Write out every one of the items below, reproducing each line without any change.

(Records excerpted from a collection)
::::::::::
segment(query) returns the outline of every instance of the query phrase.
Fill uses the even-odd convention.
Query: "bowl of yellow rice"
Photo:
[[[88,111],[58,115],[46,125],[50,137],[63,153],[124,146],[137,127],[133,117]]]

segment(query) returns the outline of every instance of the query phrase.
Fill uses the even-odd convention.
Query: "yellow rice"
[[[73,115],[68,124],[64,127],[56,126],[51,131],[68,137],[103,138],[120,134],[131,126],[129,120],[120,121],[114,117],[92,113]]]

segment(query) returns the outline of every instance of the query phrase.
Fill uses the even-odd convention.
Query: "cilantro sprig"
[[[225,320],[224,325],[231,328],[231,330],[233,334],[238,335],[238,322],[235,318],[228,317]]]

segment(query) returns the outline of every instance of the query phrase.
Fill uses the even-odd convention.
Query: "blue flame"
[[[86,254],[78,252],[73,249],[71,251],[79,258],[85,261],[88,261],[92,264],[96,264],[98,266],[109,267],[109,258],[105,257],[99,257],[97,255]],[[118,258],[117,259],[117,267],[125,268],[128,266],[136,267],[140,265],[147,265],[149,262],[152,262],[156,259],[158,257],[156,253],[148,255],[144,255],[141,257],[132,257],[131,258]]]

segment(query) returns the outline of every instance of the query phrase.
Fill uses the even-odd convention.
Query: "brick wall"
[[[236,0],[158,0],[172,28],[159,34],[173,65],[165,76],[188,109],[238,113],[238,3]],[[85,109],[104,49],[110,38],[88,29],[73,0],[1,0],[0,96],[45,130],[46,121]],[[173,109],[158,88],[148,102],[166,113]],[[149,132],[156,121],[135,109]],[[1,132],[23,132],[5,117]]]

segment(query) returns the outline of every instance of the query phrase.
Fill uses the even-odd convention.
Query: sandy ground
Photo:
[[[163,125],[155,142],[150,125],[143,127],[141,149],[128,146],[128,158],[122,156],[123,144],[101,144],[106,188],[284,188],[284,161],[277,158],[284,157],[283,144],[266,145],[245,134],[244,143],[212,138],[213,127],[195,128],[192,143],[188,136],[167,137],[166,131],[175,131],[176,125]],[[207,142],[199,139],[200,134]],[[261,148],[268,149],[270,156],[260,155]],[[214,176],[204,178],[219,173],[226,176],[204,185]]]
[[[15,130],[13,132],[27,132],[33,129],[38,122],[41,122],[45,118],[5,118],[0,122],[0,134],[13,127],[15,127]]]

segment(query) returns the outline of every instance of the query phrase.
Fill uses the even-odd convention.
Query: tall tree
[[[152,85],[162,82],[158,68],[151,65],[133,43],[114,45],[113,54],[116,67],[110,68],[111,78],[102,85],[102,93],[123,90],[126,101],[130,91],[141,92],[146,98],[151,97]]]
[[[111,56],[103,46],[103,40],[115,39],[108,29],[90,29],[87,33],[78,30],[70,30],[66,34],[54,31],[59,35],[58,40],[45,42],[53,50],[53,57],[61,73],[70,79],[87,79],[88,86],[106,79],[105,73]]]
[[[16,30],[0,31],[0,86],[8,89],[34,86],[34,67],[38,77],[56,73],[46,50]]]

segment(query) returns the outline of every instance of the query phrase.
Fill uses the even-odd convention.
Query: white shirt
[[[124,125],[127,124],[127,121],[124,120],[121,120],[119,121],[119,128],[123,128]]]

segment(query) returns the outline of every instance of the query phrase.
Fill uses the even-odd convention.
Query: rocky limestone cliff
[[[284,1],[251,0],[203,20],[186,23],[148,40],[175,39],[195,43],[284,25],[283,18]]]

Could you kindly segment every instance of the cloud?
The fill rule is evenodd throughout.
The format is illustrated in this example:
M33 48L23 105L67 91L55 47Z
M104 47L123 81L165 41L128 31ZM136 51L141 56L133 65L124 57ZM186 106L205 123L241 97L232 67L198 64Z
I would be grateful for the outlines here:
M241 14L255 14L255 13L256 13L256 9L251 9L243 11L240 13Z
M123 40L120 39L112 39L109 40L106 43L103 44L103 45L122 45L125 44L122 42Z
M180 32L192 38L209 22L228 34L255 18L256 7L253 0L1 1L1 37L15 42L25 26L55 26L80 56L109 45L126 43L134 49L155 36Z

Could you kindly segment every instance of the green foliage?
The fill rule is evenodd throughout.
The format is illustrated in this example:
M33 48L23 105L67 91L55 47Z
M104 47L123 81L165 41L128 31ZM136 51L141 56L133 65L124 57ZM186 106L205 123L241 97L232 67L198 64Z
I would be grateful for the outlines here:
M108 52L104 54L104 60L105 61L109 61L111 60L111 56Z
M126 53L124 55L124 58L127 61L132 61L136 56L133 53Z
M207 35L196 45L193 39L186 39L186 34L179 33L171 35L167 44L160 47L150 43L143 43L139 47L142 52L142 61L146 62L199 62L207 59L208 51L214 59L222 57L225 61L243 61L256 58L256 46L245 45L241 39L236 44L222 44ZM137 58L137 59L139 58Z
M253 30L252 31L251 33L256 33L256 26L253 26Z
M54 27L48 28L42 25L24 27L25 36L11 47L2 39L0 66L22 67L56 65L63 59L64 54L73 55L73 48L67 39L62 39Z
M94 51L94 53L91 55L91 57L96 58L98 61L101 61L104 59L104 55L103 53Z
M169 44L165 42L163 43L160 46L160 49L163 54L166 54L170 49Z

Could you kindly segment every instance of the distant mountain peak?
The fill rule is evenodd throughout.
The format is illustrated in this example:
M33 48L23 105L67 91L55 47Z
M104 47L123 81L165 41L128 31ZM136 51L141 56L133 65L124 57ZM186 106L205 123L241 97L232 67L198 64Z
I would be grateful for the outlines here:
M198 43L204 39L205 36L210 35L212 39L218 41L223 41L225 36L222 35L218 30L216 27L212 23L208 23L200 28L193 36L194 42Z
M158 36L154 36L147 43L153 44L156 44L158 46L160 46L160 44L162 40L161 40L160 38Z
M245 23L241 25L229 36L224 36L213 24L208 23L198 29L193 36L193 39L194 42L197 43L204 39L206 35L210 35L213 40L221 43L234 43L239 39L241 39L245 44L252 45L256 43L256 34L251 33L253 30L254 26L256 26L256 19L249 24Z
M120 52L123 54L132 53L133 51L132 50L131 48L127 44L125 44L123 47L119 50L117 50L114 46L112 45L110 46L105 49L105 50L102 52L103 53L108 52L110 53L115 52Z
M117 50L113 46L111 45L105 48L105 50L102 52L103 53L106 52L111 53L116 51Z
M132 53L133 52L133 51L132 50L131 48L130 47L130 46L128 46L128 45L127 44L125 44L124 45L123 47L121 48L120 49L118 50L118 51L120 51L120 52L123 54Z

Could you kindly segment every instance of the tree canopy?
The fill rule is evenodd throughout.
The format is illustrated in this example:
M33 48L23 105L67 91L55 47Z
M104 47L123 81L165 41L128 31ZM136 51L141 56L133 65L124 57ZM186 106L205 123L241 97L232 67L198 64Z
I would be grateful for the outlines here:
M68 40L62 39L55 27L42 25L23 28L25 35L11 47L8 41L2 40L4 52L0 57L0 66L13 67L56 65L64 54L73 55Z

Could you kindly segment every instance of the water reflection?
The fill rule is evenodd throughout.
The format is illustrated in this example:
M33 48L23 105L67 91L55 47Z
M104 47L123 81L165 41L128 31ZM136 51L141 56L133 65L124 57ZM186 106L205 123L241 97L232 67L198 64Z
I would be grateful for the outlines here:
::::::::::
(Written answer)
segment(query) returns the outline of every instance of the query phrase.
Fill uses the even-odd convention.
Query: "bowl of yellow rice"
Photo:
[[[88,111],[58,115],[46,125],[50,137],[63,153],[124,146],[137,127],[133,117]]]

segment(query) returns the outline of every instance of the query phrase.
Fill uses the even-odd convention.
Query: "yellow rice"
[[[73,115],[68,124],[64,127],[56,126],[51,131],[68,137],[103,138],[120,134],[131,126],[129,120],[120,121],[114,117],[92,113]]]

segment(query) returns the outline of every instance of the query phrase.
Fill uses the even-odd convention.
Query: "cilantro sprig"
[[[225,320],[224,325],[231,328],[231,330],[233,334],[238,335],[238,322],[235,318],[228,317]]]

segment(query) returns the outline of every instance of the query phrase.
Fill uses the even-odd convention.
Query: "blue flame"
[[[86,254],[78,252],[73,249],[71,251],[79,258],[85,261],[88,261],[92,264],[96,264],[98,266],[109,267],[109,258],[105,257],[99,257],[97,255]],[[118,258],[117,259],[117,267],[125,268],[128,266],[136,267],[140,265],[147,265],[149,262],[152,262],[156,259],[158,257],[156,253],[148,255],[144,255],[141,257],[132,257],[131,258]]]

segment(query) returns the outline of every instance of the query phrase.
Fill uses the even-odd convention.
Query: "brick wall"
[[[236,0],[158,0],[172,28],[159,34],[173,65],[165,76],[188,109],[238,113],[238,3]],[[85,109],[104,49],[110,38],[88,29],[73,0],[1,0],[0,96],[45,130],[46,121]],[[173,109],[158,88],[148,102],[166,113]],[[149,132],[156,121],[135,109]],[[1,132],[23,132],[5,117]]]

segment(query) returns the outline of every instance of the query phrase.
Fill uses the even-odd convention.
Query: sandy ground
Photo:
[[[163,125],[155,142],[150,125],[143,127],[141,149],[128,146],[128,158],[122,156],[123,144],[101,144],[106,188],[284,188],[284,161],[277,158],[284,157],[283,144],[266,145],[245,134],[244,143],[212,138],[213,127],[195,128],[192,143],[188,136],[167,137],[166,131],[175,131],[176,125]],[[207,142],[199,139],[200,134]],[[261,148],[268,149],[270,156],[260,155]],[[214,176],[204,178],[219,173],[226,176],[204,185]]]
[[[15,130],[13,132],[27,132],[33,129],[38,122],[41,122],[45,118],[5,118],[0,122],[0,134],[13,127],[15,127]]]

segment(query) returns the outline of every instance of the query phrase.
Fill uses the even-odd convention.
Query: tall tree
[[[152,85],[162,82],[158,68],[151,65],[133,43],[114,45],[113,54],[116,67],[110,68],[111,78],[102,85],[102,93],[123,90],[126,101],[130,91],[141,92],[146,98],[151,97]]]
[[[111,56],[103,46],[103,40],[115,39],[108,29],[90,29],[87,33],[78,30],[70,30],[66,34],[54,31],[59,35],[58,40],[45,42],[53,50],[53,57],[61,73],[70,79],[87,79],[88,86],[106,79],[105,73]]]
[[[16,30],[0,31],[0,86],[8,89],[34,86],[34,67],[38,77],[56,73],[46,50]]]

segment(query) returns the outline of every instance of the query phrase.
Fill uses the even-odd convention.
Query: white shirt
[[[124,125],[127,124],[127,121],[124,120],[121,120],[119,121],[119,128],[123,128]]]

segment(query) returns the outline of every instance of the query phrase.
Fill uses the even-odd convention.
Query: rocky limestone cliff
[[[284,1],[251,0],[203,20],[186,23],[148,40],[175,39],[195,43],[284,25],[283,18]]]

Could you kindly segment every instance of the cloud?
The fill rule is evenodd throughout.
The format is illustrated in this example:
M33 48L23 105L67 91L55 47Z
M104 47L123 81L165 41L128 31ZM136 51L141 56L133 65L124 57ZM186 106L205 123L241 97L232 67L198 64Z
I would be grateful for the outlines here:
M241 14L255 14L255 13L256 13L256 9L251 9L243 11L240 13Z
M123 40L120 39L112 39L109 40L106 43L103 44L103 45L122 45L125 44L122 42Z
M180 32L192 38L209 22L228 34L255 18L256 7L253 0L1 1L1 37L15 42L25 26L55 26L80 56L109 45L126 43L134 49L155 36Z

Could you kindly segment every instance of the green foliage?
The fill rule is evenodd throughout.
The format is illustrated in this example:
M33 48L23 105L67 91L55 47Z
M104 47L123 81L165 41L128 31ZM136 51L141 56L133 65L124 57ZM186 106L205 123L241 97L232 67L198 64Z
I would be grateful for the outlines here:
M108 52L104 54L104 60L105 61L109 61L111 60L111 56Z
M126 53L124 55L124 58L127 61L132 61L136 56L133 53Z
M207 35L196 45L193 39L186 39L186 34L179 33L171 35L167 44L160 47L150 43L143 43L139 47L142 52L142 61L146 62L199 62L207 59L208 51L214 59L222 57L225 61L243 61L256 58L256 46L245 45L241 39L236 44L222 44ZM137 58L137 59L139 58Z
M253 30L252 31L251 33L256 33L256 26L253 26Z
M54 27L48 28L42 25L24 27L25 36L11 47L2 39L0 66L22 67L56 65L63 59L64 54L73 55L73 48L67 39L62 39Z
M94 51L94 53L91 55L91 57L96 58L98 61L101 61L104 59L104 55L103 53Z
M169 44L165 42L163 43L160 46L160 49L163 54L166 54L170 49Z

Could you kindly segment every instance of the distant mountain peak?
The fill rule is evenodd throughout.
The format is illustrated in this example:
M33 48L23 105L67 91L55 47Z
M104 47L123 81L165 41L128 31ZM136 51L141 56L133 65L124 57ZM186 106L205 123L241 97L232 67L198 64Z
I would be grateful for the outlines here:
M198 43L204 39L205 36L210 35L212 39L218 41L223 41L225 36L222 35L218 30L216 27L212 23L208 23L200 28L193 36L194 42Z
M158 36L154 36L147 43L153 44L156 44L158 46L160 46L160 44L162 40L161 40L160 38Z
M245 23L241 25L229 36L224 36L213 24L208 23L198 29L193 36L193 39L194 42L197 43L204 39L206 35L210 35L213 40L221 43L234 43L239 39L241 39L245 44L252 45L256 43L256 34L251 33L253 30L254 26L256 26L256 19L249 24Z
M120 52L123 54L132 53L133 51L132 50L131 48L127 44L125 44L123 47L119 50L117 50L114 46L112 45L110 46L105 49L105 50L102 52L103 53L108 52L110 53L115 52Z
M117 50L113 46L111 45L105 48L105 50L102 52L103 53L106 52L111 53L116 51Z
M132 53L133 52L133 51L132 50L131 48L130 47L130 46L128 46L128 45L127 44L125 44L124 45L123 47L121 48L120 49L118 50L118 51L120 51L120 52L123 54Z

Could you kindly segment every instance of the tree canopy?
The fill rule is evenodd throughout.
The format is illustrated in this example:
M33 48L23 105L67 91L55 47Z
M104 47L123 81L165 41L128 31ZM136 51L141 56L133 65L124 57ZM186 106L205 123L241 97L232 67L198 64Z
I would be grateful for the outlines here:
M68 40L62 39L55 27L42 25L23 28L25 35L11 47L8 41L2 40L4 52L0 57L0 66L13 67L56 65L64 54L73 55Z

Could you kindly segment every instance of the water reflection?
The fill rule is evenodd throughout.
The format is illustrated in this example:
M33 48L23 105L67 91L55 47Z
M104 47L123 81L165 41L128 31ZM136 51L141 56L133 65L124 57ZM186 106L205 123L241 97L232 67L198 64Z
I would be grateful for the outlines here:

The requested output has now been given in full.